> [Passage to read]

Saturday, June 02, 2007

The Dog Days of June

We have pretty much the same hazy, muggy August-like weather we've had for a couple of weeks now, although August is still quite a bit away. With the possibility of thunderstorms in the afternoon, and the 100% certainty that it was only going to get hotter as the day progressed, I decided on a morning hop down to Highland Co. to have a walkabout around Rocky Fork State Park. Winds on departure were dead calm, with clear skies and about 5 or 6 miles visibility. I cruised down to Hillsboro at a leisurely 2200 RPM, finally, after two years in the RV, beginning to break the habit of flying everywhere at full throttle that I developed in my 5 years of flying the 100 knot Tampico. Even at 2200 RPM in the RV-6 I get a nice 135+ knots and I was, after all, in no real hurry.

> [Dataset records]
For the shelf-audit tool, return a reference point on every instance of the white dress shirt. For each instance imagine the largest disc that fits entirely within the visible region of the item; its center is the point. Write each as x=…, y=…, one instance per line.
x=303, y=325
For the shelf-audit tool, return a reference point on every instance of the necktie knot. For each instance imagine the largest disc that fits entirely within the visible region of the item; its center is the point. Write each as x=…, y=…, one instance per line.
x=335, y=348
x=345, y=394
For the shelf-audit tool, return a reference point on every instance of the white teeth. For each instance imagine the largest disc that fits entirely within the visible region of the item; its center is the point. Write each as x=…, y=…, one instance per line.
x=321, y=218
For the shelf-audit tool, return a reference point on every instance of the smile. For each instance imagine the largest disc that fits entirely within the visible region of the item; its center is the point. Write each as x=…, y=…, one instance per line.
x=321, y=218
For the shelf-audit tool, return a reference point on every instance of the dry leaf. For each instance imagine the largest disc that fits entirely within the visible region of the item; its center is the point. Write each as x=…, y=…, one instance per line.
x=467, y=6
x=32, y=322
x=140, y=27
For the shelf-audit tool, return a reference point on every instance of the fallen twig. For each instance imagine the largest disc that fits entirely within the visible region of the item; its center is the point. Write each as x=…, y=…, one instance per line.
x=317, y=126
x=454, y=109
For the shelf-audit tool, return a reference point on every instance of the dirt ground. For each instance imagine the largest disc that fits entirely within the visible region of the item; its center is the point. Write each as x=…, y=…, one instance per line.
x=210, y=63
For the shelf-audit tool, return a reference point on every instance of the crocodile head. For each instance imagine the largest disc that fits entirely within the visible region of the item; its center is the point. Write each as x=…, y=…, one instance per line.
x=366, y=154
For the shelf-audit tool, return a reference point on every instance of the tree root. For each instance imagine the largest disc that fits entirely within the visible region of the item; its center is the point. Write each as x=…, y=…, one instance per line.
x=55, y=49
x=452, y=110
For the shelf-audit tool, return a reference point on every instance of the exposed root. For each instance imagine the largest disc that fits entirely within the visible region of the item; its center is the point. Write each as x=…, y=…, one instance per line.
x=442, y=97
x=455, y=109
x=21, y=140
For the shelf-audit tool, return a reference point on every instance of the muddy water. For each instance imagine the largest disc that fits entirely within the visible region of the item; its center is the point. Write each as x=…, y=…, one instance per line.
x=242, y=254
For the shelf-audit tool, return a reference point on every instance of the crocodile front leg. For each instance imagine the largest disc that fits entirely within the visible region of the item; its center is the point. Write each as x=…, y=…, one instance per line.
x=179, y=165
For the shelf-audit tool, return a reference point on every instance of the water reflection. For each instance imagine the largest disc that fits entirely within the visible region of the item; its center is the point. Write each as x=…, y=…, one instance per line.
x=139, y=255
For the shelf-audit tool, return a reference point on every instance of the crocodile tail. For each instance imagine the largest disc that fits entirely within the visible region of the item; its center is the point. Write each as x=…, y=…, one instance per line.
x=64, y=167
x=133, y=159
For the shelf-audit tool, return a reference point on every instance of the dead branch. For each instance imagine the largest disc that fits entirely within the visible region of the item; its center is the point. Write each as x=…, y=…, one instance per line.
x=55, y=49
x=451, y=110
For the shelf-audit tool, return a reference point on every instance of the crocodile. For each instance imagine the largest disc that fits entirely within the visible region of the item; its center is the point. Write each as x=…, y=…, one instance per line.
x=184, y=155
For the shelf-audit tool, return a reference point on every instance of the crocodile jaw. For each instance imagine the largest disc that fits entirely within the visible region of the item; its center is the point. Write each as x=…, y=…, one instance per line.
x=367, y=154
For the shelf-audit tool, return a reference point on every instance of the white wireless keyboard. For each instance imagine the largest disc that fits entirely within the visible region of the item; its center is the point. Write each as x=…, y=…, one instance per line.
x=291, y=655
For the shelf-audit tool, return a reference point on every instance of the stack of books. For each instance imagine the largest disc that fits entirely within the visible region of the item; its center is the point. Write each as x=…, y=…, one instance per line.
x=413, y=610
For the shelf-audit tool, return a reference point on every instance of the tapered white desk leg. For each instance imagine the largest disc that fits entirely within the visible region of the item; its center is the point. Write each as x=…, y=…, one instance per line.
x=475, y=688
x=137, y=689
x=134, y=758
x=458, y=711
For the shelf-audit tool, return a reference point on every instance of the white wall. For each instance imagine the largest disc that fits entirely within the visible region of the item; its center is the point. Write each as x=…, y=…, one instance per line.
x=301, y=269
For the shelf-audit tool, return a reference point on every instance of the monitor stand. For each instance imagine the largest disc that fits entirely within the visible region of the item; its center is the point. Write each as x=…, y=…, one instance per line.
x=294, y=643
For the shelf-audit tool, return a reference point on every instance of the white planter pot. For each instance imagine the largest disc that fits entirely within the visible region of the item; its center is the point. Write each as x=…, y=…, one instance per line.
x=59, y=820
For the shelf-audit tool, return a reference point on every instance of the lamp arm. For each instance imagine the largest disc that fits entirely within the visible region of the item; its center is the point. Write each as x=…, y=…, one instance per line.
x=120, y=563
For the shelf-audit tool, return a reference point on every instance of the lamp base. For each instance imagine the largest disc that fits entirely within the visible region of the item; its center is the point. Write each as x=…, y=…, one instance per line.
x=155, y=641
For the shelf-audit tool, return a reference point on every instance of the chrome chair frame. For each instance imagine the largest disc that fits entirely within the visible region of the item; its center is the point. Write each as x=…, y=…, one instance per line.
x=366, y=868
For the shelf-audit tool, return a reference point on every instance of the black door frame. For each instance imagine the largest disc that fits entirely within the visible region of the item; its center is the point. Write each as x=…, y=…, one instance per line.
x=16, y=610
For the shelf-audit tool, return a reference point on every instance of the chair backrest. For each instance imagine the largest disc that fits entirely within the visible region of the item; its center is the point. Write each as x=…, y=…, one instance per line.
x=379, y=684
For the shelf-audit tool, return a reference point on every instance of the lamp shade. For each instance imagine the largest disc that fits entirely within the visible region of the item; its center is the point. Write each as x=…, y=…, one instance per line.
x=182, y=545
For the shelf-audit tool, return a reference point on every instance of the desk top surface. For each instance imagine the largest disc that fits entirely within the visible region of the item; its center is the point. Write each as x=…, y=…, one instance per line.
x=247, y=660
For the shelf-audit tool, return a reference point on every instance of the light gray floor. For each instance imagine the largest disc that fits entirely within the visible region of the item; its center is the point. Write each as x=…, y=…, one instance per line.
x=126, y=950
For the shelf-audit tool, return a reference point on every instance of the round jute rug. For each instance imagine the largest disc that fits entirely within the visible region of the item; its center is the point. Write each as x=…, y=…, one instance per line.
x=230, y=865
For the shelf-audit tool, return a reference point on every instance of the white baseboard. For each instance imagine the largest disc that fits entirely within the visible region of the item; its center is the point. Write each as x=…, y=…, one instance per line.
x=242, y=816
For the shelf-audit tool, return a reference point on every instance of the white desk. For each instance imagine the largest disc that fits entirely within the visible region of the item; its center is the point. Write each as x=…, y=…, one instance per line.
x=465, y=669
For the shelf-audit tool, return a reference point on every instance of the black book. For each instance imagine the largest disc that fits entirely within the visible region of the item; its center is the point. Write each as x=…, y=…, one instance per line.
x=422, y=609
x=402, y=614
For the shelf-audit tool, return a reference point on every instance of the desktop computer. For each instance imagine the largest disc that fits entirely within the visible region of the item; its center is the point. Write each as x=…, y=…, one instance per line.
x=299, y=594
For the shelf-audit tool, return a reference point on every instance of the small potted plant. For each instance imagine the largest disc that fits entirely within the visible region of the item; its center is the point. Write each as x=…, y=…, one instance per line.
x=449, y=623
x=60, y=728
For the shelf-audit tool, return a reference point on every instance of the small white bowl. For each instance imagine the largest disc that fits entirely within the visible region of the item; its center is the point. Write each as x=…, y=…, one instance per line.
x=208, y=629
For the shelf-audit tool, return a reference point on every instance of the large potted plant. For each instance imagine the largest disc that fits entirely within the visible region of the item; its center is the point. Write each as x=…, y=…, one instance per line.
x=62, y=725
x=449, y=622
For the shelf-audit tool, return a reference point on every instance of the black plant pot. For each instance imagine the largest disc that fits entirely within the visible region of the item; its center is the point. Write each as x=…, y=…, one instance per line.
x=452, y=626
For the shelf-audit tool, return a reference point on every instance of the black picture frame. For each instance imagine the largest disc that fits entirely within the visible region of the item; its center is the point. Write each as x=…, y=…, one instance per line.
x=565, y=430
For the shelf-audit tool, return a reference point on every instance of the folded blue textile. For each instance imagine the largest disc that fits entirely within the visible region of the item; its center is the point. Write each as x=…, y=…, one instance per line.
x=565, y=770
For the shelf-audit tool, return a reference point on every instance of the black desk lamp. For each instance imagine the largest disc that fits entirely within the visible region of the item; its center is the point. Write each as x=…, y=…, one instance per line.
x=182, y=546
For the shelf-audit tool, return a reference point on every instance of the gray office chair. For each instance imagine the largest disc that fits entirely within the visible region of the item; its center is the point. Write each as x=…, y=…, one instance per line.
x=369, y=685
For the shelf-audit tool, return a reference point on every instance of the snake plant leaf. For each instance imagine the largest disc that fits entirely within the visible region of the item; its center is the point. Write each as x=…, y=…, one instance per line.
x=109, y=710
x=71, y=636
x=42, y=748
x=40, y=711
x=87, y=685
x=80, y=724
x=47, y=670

> [Goal] Reproduce the stretch from "Saturday, June 02, 2007" through "no real hurry." in the post above about the morning flight to Rocky Fork State Park.

> [Answer for this exercise]
Saturday, June 02, 2007

The Dog Days of June

We have pretty much the same hazy, muggy August-like weather we've had for a couple of weeks now, although August is still quite a bit away. With the possibility of thunderstorms in the afternoon, and the 100% certainty that it was only going to get hotter as the day progressed, I decided on a morning hop down to Highland Co. to have a walkabout around Rocky Fork State Park. Winds on departure were dead calm, with clear skies and about 5 or 6 miles visibility. I cruised down to Hillsboro at a leisurely 2200 RPM, finally, after two years in the RV, beginning to break the habit of flying everywhere at full throttle that I developed in my 5 years of flying the 100 knot Tampico. Even at 2200 RPM in the RV-6 I get a nice 135+ knots and I was, after all, in no real hurry.